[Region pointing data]
——

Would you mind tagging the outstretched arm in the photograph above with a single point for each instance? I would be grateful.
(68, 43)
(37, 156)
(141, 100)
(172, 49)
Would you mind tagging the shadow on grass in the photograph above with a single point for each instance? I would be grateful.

——

> _Task brief_: Every piece of the data must be set down exactly. Omit nothing.

> _Result_:
Would you mind tagging the outstretched arm in the photograph above with a single point for each instance? I would be grateful.
(68, 43)
(37, 156)
(141, 100)
(172, 49)
Would you mind tagging the shadow on grass in the photograph above with a single point for each instance? I would be grateful.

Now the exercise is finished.